[Lines excerpted from a collection]
= = = =

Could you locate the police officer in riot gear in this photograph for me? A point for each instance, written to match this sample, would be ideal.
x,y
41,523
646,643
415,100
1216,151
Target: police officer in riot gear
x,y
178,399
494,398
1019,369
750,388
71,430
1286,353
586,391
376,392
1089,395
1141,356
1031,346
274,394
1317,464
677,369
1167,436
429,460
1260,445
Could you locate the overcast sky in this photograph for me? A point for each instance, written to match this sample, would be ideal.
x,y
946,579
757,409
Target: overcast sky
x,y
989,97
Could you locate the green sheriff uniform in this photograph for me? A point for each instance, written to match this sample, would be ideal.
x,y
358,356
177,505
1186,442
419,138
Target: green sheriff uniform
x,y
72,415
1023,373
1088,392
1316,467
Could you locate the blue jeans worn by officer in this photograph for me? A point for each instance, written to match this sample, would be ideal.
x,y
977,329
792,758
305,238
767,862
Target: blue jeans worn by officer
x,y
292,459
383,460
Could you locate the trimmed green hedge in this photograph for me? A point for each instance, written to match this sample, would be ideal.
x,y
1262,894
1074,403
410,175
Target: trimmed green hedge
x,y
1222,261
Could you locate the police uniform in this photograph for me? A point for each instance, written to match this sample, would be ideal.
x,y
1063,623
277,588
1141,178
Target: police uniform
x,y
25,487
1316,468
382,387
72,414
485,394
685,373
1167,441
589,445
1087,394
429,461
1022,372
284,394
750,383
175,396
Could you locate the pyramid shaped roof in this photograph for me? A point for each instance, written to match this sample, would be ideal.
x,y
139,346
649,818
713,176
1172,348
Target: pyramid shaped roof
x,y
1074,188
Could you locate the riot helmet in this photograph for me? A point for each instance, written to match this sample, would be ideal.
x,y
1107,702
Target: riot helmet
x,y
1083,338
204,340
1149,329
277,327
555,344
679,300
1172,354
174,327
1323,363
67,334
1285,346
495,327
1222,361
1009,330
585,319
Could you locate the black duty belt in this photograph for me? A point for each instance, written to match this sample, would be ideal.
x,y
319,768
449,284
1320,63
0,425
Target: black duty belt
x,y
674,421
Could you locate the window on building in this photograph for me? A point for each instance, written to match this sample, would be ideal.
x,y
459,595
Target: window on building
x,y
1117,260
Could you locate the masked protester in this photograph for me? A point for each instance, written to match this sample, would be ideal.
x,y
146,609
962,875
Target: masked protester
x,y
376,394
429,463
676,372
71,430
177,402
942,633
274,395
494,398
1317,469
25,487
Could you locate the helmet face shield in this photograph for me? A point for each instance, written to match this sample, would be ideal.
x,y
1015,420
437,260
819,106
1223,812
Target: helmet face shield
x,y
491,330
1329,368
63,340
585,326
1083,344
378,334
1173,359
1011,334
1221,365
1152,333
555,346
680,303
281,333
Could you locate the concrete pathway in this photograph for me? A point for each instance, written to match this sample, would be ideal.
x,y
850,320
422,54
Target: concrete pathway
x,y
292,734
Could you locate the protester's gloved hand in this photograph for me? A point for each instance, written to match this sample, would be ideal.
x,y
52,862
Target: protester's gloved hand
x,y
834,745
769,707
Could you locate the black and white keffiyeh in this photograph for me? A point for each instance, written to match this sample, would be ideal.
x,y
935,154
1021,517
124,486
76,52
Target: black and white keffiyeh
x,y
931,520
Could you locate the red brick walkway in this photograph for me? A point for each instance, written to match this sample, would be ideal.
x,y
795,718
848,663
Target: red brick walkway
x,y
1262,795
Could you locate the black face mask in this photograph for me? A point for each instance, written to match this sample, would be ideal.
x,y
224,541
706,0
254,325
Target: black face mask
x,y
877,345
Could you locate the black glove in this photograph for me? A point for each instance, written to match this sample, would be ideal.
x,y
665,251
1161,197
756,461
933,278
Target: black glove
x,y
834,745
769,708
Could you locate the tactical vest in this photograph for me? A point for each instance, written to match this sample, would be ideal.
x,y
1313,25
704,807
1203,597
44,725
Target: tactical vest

= = = =

Reproduce all of the lines above word for word, with nothing changed.

▸ **Answer to this task**:
Could you locate the police officer in riot gear in this photograph for me? A point for each instance, written to match this sample, would be ideal.
x,y
41,523
646,643
415,100
1216,151
Target: police officer in riot gear
x,y
178,399
494,398
1019,369
750,388
71,430
1286,353
586,391
376,392
1089,395
1141,356
1031,346
274,394
1317,464
677,369
1167,436
429,460
1260,445
Could you locate the overcast sky in this photograph for me? A point for each instance, written to match this sample, would be ideal.
x,y
946,579
757,409
Target: overcast sky
x,y
989,97
Could you locate the green sheriff uniform in this photograph for me? A point for each instance, written to match this sample, would be ideal.
x,y
358,356
177,505
1186,442
419,138
Target: green sheriff uniform
x,y
72,415
1023,373
1088,392
1316,467
Could you locate the blue jeans worn by officer in this photograph for me? A point for each instance, written to match this sample, would be ideal.
x,y
977,329
792,758
305,238
767,862
Target: blue jeans worn by officer
x,y
292,459
383,460
Could you locate the trimmed green hedge in this photograph for me? A point for each instance, written to match this sample, would be ideal.
x,y
1262,894
1074,403
410,175
Target: trimmed green hedge
x,y
1222,261
Could you locate the police uniform in this photograph for me? A point for each instance, written to match this sample, would be ideal.
x,y
1063,623
277,588
1141,178
Target: police uniform
x,y
25,487
1316,468
382,387
72,414
485,394
685,373
1167,441
589,445
1087,394
429,461
1022,372
284,394
750,383
175,396
Could you locate the pyramid shaped roof in this photograph for me? A point for each instance, written to match this sample, would be ideal.
x,y
139,346
649,818
713,176
1172,348
Target: pyramid shaped roof
x,y
1074,188
Could you locate the riot helmet in this photograph for me? A point for each instance, written to match this sample, would be ideal.
x,y
1107,702
Target: riot helmet
x,y
1083,338
204,340
1149,329
277,327
555,344
679,300
1172,354
174,327
1323,363
67,334
1285,346
495,327
1222,361
1009,330
585,319
Could you locate the black duty belt in this photograph for me? A point for each instance, written to match this sample, would be ideal.
x,y
319,768
449,284
1320,63
0,425
Target: black duty belt
x,y
674,421
Could you locate the window on building in this photograph for me? A point for each instance, written to match this sample, would be ideal.
x,y
459,595
Target: window on building
x,y
1117,260
Could you locate the masked protester in this photograph for me? A point for each instance, written to match this sample, would be ideal.
x,y
146,609
962,875
Target: masked protester
x,y
376,394
429,463
676,372
71,430
177,402
942,633
274,395
494,398
1317,469
25,487
Could you locate the helmet face shield in this photograph for me? A point for each instance, written to match this sample, would be ideal.
x,y
1015,420
437,260
819,106
1223,812
Target: helmet face shield
x,y
491,330
1329,368
63,340
585,326
1083,344
378,334
1173,359
1011,334
1221,365
1152,333
555,346
680,303
281,333
Could you locate the concrete pathway in this photograph for me? A point for each instance, written to match this sample, would be ideal.
x,y
850,320
422,54
Target: concrete pathway
x,y
292,734
Could you locate the protester's gloved hand in this photograph for me? A point for each instance, written to match this sample, would be ideal.
x,y
52,862
Target: protester's gloved hand
x,y
834,745
769,707
Could you locate the black and white keffiyeh in this photograph for me? A point for each instance, written to match this sample, would be ideal.
x,y
935,154
1021,517
124,486
76,52
Target: black and white keffiyeh
x,y
931,520
Could you locate the red brick walkway in this photograph for me? A point for each instance, written to match this sample, would be ideal.
x,y
795,718
848,663
Target: red brick walkway
x,y
1262,795
Could you locate the black face mask in this photograph for me? A point for each instance, written to match this sample, would be ideal.
x,y
224,541
706,0
254,325
Target: black face mask
x,y
877,345
Could you locate the black glove in this photograph for me? A point for each instance, written to match this sample, would be ideal.
x,y
665,251
1161,197
756,461
933,278
Target: black glove
x,y
834,745
769,708
Could you locate the tactical vest in this photograph for me? A point for each instance, written to match this sample, would be ideal.
x,y
1313,25
704,807
1203,597
44,725
Target: tactical vest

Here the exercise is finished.